▶ Entries drawn from a collection:
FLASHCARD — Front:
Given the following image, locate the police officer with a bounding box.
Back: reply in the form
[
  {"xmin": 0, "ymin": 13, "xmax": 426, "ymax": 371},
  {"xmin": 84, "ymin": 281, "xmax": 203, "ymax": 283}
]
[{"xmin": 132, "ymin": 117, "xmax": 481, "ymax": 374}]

▶ EXERCISE: Render every line of the data above as a JSON list of strings, one string per line, skipping any blank lines.

▶ EXPECTED OUTPUT:
[
  "FLASHCARD — Front:",
  "Given the following image, locate the police officer with a bounding box.",
  "Back: reply in the form",
  "[",
  "  {\"xmin\": 0, \"ymin\": 13, \"xmax\": 426, \"ymax\": 371},",
  "  {\"xmin\": 84, \"ymin\": 281, \"xmax\": 203, \"ymax\": 283}",
  "]",
  "[{\"xmin\": 132, \"ymin\": 117, \"xmax\": 481, \"ymax\": 374}]"
]